§ Problem requirements
Please give the number of lines in the material below that contain "clicks", without further comment.

§ Data in this exercise
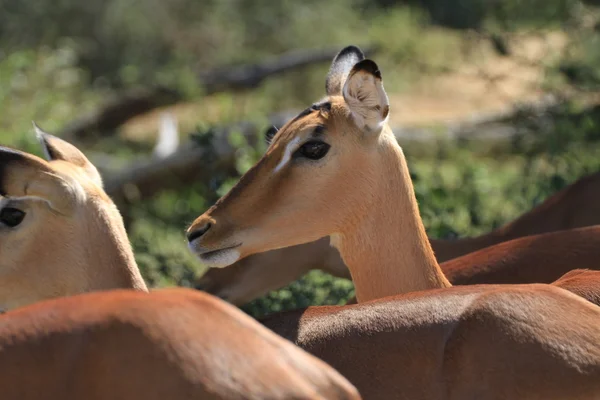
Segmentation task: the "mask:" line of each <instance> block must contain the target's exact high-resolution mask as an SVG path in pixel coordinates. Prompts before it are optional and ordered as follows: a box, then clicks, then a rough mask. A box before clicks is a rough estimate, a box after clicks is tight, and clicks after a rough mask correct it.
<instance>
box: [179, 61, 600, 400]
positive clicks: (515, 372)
mask: <svg viewBox="0 0 600 400" xmlns="http://www.w3.org/2000/svg"><path fill="white" fill-rule="evenodd" d="M365 61H366V60H365ZM371 63H372V62H371ZM353 71H354V72H356V73H358V72H361V71H371V72H372V73H373V74H374V75H375V76H376V77H377V74H378V71H377V70H376V68H375V66H374V63H372V64H370V65H369V64H368V63H366V62H359V63H358V64H357V65H355V66H354V67H353ZM375 71H377V72H375ZM361 73H362V72H361ZM348 76H349V77H350V78H348V79H352V76H353V73H352V72H351V73H350V74H348ZM354 76H359V75H356V74H354ZM369 90H377V87H376V85H373V86H372V87H371V88H370V89H369ZM326 101H328V102H330V103H331V104H330V106H329V107H325V108H323V107H316V108H317V109H315V110H309V111H308V112H306V113H303V114H301V116H299V117H298V118H296V119H294V120H293V121H291V122H290V123H288V124H287V125H286V126H284V127H283V128H282V129H281V130H280V131H279V133H278V134H277V135H276V136H275V138H274V141H273V144H272V145H271V147H270V148H269V150H268V151H267V153H266V155H265V156H264V157H263V158H262V159H261V160H260V161H259V162H258V163H257V164H256V165H255V166H254V167H253V168H252V169H251V170H250V171H249V173H247V174H246V175H244V176H243V177H242V178H241V179H240V182H239V183H238V185H236V186H235V187H234V188H233V189H232V190H231V191H230V192H229V193H228V194H227V195H225V196H224V197H223V198H222V199H221V200H219V201H218V202H217V203H216V204H215V205H214V206H213V207H211V208H210V209H209V210H208V211H207V212H206V213H205V214H203V215H202V216H200V217H199V218H198V219H197V220H196V221H195V222H194V223H193V224H192V226H191V227H190V228H189V229H188V237H189V238H190V241H191V248H192V250H195V251H196V252H197V253H198V254H199V255H200V256H203V255H204V254H205V252H207V251H217V250H218V249H222V248H223V247H224V246H231V244H232V243H236V244H237V251H239V253H240V254H242V255H243V256H248V255H250V254H253V253H257V252H261V251H267V250H272V249H276V248H279V247H284V246H290V245H296V244H301V243H306V242H309V241H311V240H315V239H316V238H319V237H323V236H326V235H331V236H332V237H333V242H334V244H335V245H336V247H337V248H338V249H339V250H340V254H341V256H342V258H343V259H344V261H345V263H346V264H347V265H348V268H349V270H350V272H351V274H352V278H353V279H354V280H355V284H356V288H357V294H358V296H357V297H358V299H359V301H361V302H362V304H358V305H356V306H343V307H325V308H323V307H314V308H309V309H307V310H305V311H300V312H297V313H291V314H289V313H288V314H283V315H278V316H274V317H273V318H272V319H271V320H270V321H265V324H266V325H267V326H269V327H271V328H272V329H274V330H275V331H276V332H278V333H280V334H282V335H283V336H284V337H287V338H289V339H291V340H294V341H295V342H296V343H297V344H299V345H300V346H302V347H303V348H305V349H307V350H309V351H310V352H312V353H313V354H316V355H318V356H319V357H321V358H322V359H324V360H326V361H327V362H329V363H330V364H332V365H334V366H335V367H336V368H338V369H339V370H340V372H342V374H344V375H345V376H346V377H348V378H349V379H350V381H351V382H353V383H354V384H355V385H356V386H357V387H358V388H359V391H361V393H362V395H363V397H364V398H373V399H381V398H385V399H392V398H400V399H402V398H406V399H465V398H473V399H474V398H485V399H591V398H594V397H598V395H600V342H599V341H598V337H600V336H599V335H600V308H599V307H598V306H596V305H593V304H591V303H590V302H587V301H585V300H583V299H582V298H580V297H577V296H575V295H574V294H572V293H569V292H567V291H566V290H563V289H560V288H556V287H553V286H550V285H522V286H492V285H490V286H472V287H454V288H446V286H448V285H449V283H448V282H447V280H446V278H445V276H444V275H443V273H442V272H441V270H440V268H439V266H438V264H437V262H436V260H435V257H434V255H433V251H432V250H431V247H430V245H429V242H428V241H427V237H426V236H425V230H424V228H423V224H422V221H421V219H420V216H419V212H418V207H417V204H416V200H415V197H414V193H413V188H412V183H411V181H410V177H409V173H408V168H407V166H406V161H405V159H404V156H403V154H402V150H401V149H400V147H399V146H398V144H397V142H396V140H395V137H394V136H393V134H392V133H391V131H390V130H389V128H388V127H387V125H385V123H383V126H382V128H381V130H380V132H377V130H374V129H373V126H372V125H371V126H369V129H367V130H366V131H365V130H361V129H358V128H357V126H356V125H355V124H354V120H353V119H352V117H351V115H352V112H355V111H356V110H352V109H349V105H348V102H347V101H346V99H344V98H342V97H340V96H329V97H328V98H327V99H326ZM327 110H328V111H327ZM369 112H372V113H377V112H380V110H377V109H376V108H372V109H371V111H369ZM366 118H367V119H369V120H374V119H375V118H376V117H375V115H374V114H370V115H368V116H367V117H366ZM382 118H383V114H380V119H382ZM383 122H384V121H383ZM317 124H318V125H322V126H324V127H325V130H324V133H323V135H322V138H321V140H323V141H326V142H327V143H329V144H330V145H331V149H330V150H329V153H327V155H326V156H325V157H323V158H321V159H320V160H318V161H309V160H307V159H302V158H296V159H294V160H293V162H290V163H288V164H287V165H286V167H284V168H283V169H282V170H281V171H280V172H279V173H278V174H277V175H273V174H272V170H273V167H274V165H275V164H276V163H277V162H278V161H279V159H280V157H281V150H280V149H281V148H282V147H285V146H286V145H287V144H288V143H290V141H292V140H296V139H297V138H301V140H300V143H302V142H303V141H305V140H307V137H308V136H310V135H311V133H310V131H311V129H310V127H311V126H315V125H317ZM300 145H301V144H300ZM207 222H210V223H211V226H210V228H209V229H208V230H206V229H202V230H200V228H201V227H202V228H205V227H206V226H207V225H206V224H207ZM198 232H201V233H202V234H198ZM436 286H437V287H438V288H440V289H434V290H425V291H420V292H415V293H413V294H404V295H398V296H395V297H386V298H384V299H382V300H374V301H370V302H369V301H367V300H368V299H375V298H377V297H382V296H386V295H388V294H391V293H404V292H406V291H409V290H415V289H424V288H428V287H429V288H432V287H436Z"/></svg>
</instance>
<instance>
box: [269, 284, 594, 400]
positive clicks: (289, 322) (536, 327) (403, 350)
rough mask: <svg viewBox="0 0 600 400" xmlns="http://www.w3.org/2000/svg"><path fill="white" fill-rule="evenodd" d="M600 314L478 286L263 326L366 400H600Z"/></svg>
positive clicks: (389, 299)
mask: <svg viewBox="0 0 600 400" xmlns="http://www.w3.org/2000/svg"><path fill="white" fill-rule="evenodd" d="M599 321H600V308H598V307H597V306H595V305H593V304H591V303H589V302H587V301H585V300H583V299H581V298H579V297H577V296H575V295H572V294H570V293H567V292H565V291H564V290H562V289H558V288H553V287H551V286H548V285H514V286H496V287H495V286H469V287H454V288H451V289H443V290H430V291H424V292H416V293H411V294H407V295H402V296H395V297H388V298H385V299H381V300H374V301H371V302H366V303H361V304H357V305H352V306H330V307H309V308H308V309H306V310H297V311H291V312H287V313H282V314H277V315H273V316H270V317H267V318H265V319H263V320H262V321H261V322H262V323H263V324H264V325H265V326H266V327H268V328H270V329H272V330H273V331H274V332H276V333H278V334H280V335H282V336H283V337H284V338H287V339H289V340H292V341H293V342H294V343H296V344H297V345H299V346H300V347H302V348H303V349H305V350H307V351H308V352H310V353H312V354H314V355H316V356H317V357H319V358H320V359H322V360H324V361H325V362H327V363H328V364H330V365H331V366H333V367H334V368H336V369H337V370H338V371H339V372H340V373H342V375H344V376H345V377H346V378H348V379H349V380H350V382H352V383H353V384H354V385H355V386H356V387H357V388H358V390H359V391H360V393H361V394H362V396H363V398H364V399H411V400H417V399H445V400H451V399H457V400H458V399H460V400H462V399H486V400H492V399H503V400H504V399H528V400H533V399H539V400H546V399H547V400H551V399H556V400H559V399H560V400H566V399H571V400H572V399H588V400H591V399H595V398H597V397H598V396H599V395H600V345H599V343H598V337H600V336H599V335H600V323H599Z"/></svg>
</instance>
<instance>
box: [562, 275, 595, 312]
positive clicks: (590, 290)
mask: <svg viewBox="0 0 600 400" xmlns="http://www.w3.org/2000/svg"><path fill="white" fill-rule="evenodd" d="M552 285H554V286H557V287H560V288H563V289H565V290H568V291H569V292H573V293H575V294H576V295H578V296H580V297H583V298H584V299H586V300H587V301H589V302H591V303H594V304H596V305H598V306H600V271H590V270H587V269H574V270H572V271H569V272H568V273H566V274H564V275H563V276H561V277H560V278H559V279H558V280H556V281H555V282H553V283H552Z"/></svg>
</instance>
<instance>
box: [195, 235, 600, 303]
mask: <svg viewBox="0 0 600 400" xmlns="http://www.w3.org/2000/svg"><path fill="white" fill-rule="evenodd" d="M599 243H600V226H589V227H585V228H577V229H567V230H563V231H557V232H549V233H544V234H540V235H531V236H526V237H522V238H518V239H514V240H509V241H506V242H504V243H499V244H496V245H493V246H490V247H486V248H484V249H481V250H478V251H475V252H473V253H470V254H466V255H464V256H461V257H457V258H454V259H452V260H449V261H446V262H444V263H441V264H440V267H441V268H442V271H443V272H444V275H446V277H447V278H448V280H449V281H450V282H451V283H452V284H455V285H470V284H477V283H487V284H499V283H550V282H552V281H554V280H555V279H558V278H559V277H561V275H563V274H565V273H566V272H567V271H569V270H571V269H573V268H588V269H592V270H596V269H600V263H598V259H600V246H599V245H598V244H599ZM432 245H433V246H434V248H435V244H433V243H432ZM311 269H321V270H323V271H325V272H328V273H330V274H332V275H334V276H337V277H340V278H347V279H351V276H350V272H349V271H348V269H347V268H346V265H345V264H344V263H343V262H342V260H341V259H340V256H339V253H338V251H337V250H336V249H334V248H331V247H330V246H329V240H328V238H324V239H320V240H318V241H316V242H311V243H307V244H302V245H298V246H292V247H287V248H283V249H278V250H273V251H268V252H265V253H260V254H254V255H252V256H249V257H246V258H245V259H243V260H241V261H239V262H237V263H235V264H233V265H231V266H230V267H228V268H218V269H217V268H211V269H209V270H208V271H207V272H206V273H205V274H204V275H203V276H202V277H201V278H200V279H199V280H198V282H197V287H198V288H199V289H202V290H205V291H207V292H208V293H211V294H214V295H217V296H219V297H221V298H223V299H226V300H227V301H229V302H231V303H233V304H235V305H238V306H241V305H243V304H245V303H247V302H249V301H252V300H254V299H256V298H258V297H260V296H262V295H264V294H266V293H268V292H269V291H271V290H275V289H279V288H281V287H283V286H285V285H287V284H289V283H290V282H292V281H294V280H296V279H298V278H300V277H301V276H302V275H304V274H305V273H307V272H308V271H310V270H311ZM586 276H589V275H586ZM581 282H582V281H581V280H577V281H574V283H572V284H570V285H569V286H568V287H567V289H568V290H570V291H573V292H574V293H576V294H580V293H581V292H580V291H578V290H577V288H576V285H575V284H579V283H581ZM584 285H587V282H584ZM586 287H587V286H586ZM586 287H583V288H582V289H584V290H586ZM598 296H599V297H598V300H599V301H598V302H597V304H599V305H600V293H598ZM586 298H588V300H589V299H590V297H589V296H588V297H586Z"/></svg>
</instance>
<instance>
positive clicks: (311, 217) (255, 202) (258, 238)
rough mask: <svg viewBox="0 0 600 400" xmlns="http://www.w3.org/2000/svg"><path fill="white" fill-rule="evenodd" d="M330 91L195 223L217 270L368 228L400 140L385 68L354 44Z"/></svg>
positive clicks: (295, 120) (205, 212)
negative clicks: (307, 244)
mask: <svg viewBox="0 0 600 400" xmlns="http://www.w3.org/2000/svg"><path fill="white" fill-rule="evenodd" d="M326 93H327V96H326V97H325V98H323V99H321V100H320V101H317V102H316V103H314V104H313V105H312V106H310V107H309V108H307V109H306V110H304V111H303V112H302V113H300V114H299V115H298V116H297V117H296V118H294V119H292V120H291V121H289V122H288V123H287V124H286V125H285V126H283V127H282V128H281V129H280V130H279V131H278V132H277V133H276V134H275V135H274V137H273V139H272V142H271V144H270V146H269V148H268V149H267V151H266V153H265V155H264V156H263V157H262V159H261V160H260V161H259V162H258V163H257V164H256V165H254V166H253V167H252V168H251V169H250V170H249V171H248V172H247V173H246V174H245V175H244V176H243V177H242V178H241V179H240V181H239V182H238V184H237V185H236V186H234V187H233V188H232V189H231V191H230V192H229V193H227V194H226V195H225V196H224V197H222V198H221V199H220V200H219V201H217V203H216V204H215V205H214V206H213V207H211V208H210V209H209V210H208V211H207V212H205V213H204V214H203V215H202V216H200V217H198V218H197V219H196V221H194V223H193V224H192V225H191V226H190V227H189V229H188V231H187V236H188V239H189V243H190V248H191V249H192V251H194V252H195V253H196V254H197V255H198V256H199V258H200V259H201V260H202V261H203V262H204V263H206V264H208V265H209V266H212V267H224V266H228V265H230V264H232V263H234V262H235V261H237V260H238V259H240V258H243V257H246V256H248V255H250V254H253V253H258V252H264V251H268V250H272V249H277V248H281V247H287V246H292V245H296V244H301V243H306V242H310V241H314V240H317V239H319V238H321V237H324V236H328V235H334V234H336V233H340V232H345V231H350V230H355V229H361V224H362V223H363V221H364V219H363V218H364V217H366V215H367V212H368V210H369V208H370V207H377V204H376V200H375V197H373V196H371V190H370V189H371V188H373V186H374V185H380V184H381V179H380V178H381V175H382V173H383V171H384V170H385V168H386V165H385V164H386V158H387V157H386V156H385V155H384V154H385V153H386V152H387V151H388V150H389V146H388V145H387V143H388V142H389V141H390V140H393V141H395V139H394V138H393V136H392V134H391V131H390V130H389V127H387V119H388V114H389V104H388V98H387V95H386V93H385V91H384V89H383V83H382V78H381V73H380V72H379V68H378V67H377V65H376V64H375V63H374V62H373V61H371V60H365V59H364V56H363V54H362V52H361V51H360V50H359V49H358V48H356V47H354V46H350V47H347V48H345V49H343V50H342V51H341V52H340V53H339V54H338V55H337V56H336V57H335V59H334V61H333V63H332V66H331V69H330V71H329V75H328V76H327V80H326Z"/></svg>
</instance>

§ Answer section
8